§ **Work to be completed**
Look below for the line containing "Target: wooden support post"; write out that line and each one after it to the end, exactly, and nothing else.

§ **Records drawn from a dataset**
------------------------

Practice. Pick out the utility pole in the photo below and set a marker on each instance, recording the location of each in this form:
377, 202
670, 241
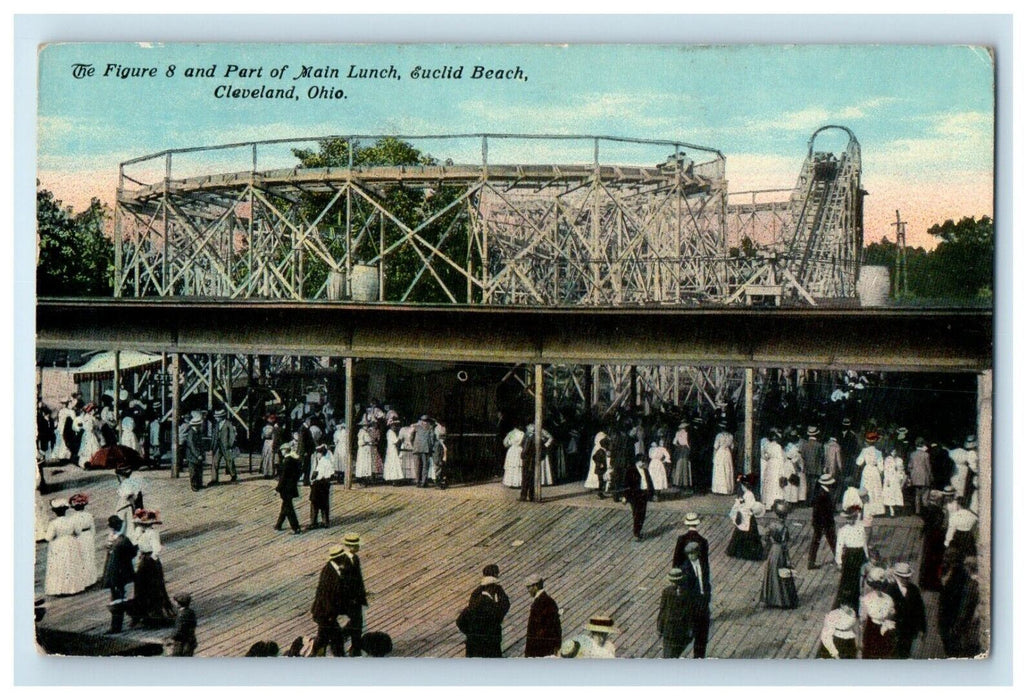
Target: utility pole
901, 265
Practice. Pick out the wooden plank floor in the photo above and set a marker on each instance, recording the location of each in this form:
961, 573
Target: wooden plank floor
423, 553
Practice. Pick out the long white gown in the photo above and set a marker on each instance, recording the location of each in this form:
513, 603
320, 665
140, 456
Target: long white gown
393, 461
771, 469
61, 451
87, 547
723, 472
91, 437
63, 575
659, 458
871, 460
512, 464
592, 480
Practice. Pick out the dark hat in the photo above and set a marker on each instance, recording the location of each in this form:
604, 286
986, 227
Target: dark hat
376, 643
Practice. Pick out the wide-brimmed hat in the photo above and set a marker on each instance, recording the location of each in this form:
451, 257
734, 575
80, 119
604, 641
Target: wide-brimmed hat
534, 580
601, 624
902, 570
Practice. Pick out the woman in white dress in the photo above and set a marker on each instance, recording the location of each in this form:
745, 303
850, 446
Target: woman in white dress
393, 459
594, 479
365, 459
871, 460
61, 452
512, 464
90, 442
893, 481
86, 542
660, 458
63, 575
771, 470
127, 435
723, 472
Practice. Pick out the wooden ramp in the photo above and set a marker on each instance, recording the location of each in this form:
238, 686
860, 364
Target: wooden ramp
423, 552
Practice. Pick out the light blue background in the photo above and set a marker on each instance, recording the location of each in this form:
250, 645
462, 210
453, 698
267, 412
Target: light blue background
31, 31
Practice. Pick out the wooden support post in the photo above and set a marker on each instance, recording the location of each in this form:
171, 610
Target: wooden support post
749, 421
350, 419
539, 409
175, 432
117, 387
984, 454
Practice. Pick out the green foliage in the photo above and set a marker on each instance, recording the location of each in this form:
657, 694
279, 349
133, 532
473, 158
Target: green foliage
406, 205
75, 257
960, 268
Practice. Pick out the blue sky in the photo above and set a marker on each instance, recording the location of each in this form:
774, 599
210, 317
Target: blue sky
923, 115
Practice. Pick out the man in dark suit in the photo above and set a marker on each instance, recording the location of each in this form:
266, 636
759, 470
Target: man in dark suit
910, 611
638, 491
674, 616
692, 521
823, 521
697, 585
544, 633
286, 486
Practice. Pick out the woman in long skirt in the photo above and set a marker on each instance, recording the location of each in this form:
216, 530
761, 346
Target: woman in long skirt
681, 477
879, 639
63, 574
723, 474
86, 541
746, 542
512, 464
659, 461
778, 586
852, 553
393, 458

------------------------

§ **Answer space**
Target: wooden support post
749, 421
350, 419
539, 409
175, 432
117, 387
984, 454
Practice. Pick out the green foliage in the photo above and set a marker on each instance, recording the location of each in this form:
657, 694
279, 349
133, 532
473, 158
Target: green foliage
406, 205
75, 257
960, 268
Practice. Pick out the blue sky in the photo above and set a marker on each instance, recording the location of each in this form:
774, 599
210, 317
Target: blue sky
923, 115
Practice. Pick out the man in dark suit in the photo above and set a marker on each instance, recording the location of each in this form:
266, 636
759, 470
Target: man in dark suit
910, 611
638, 491
674, 616
692, 521
823, 521
697, 585
544, 633
286, 486
Practice. Pick out the woman in long skirt in the photo above and set a marker on each instance, recording the location of each in this form:
216, 530
761, 346
Target: woman in long skirt
681, 477
879, 639
63, 574
723, 474
86, 541
746, 542
512, 464
659, 461
778, 586
852, 553
393, 458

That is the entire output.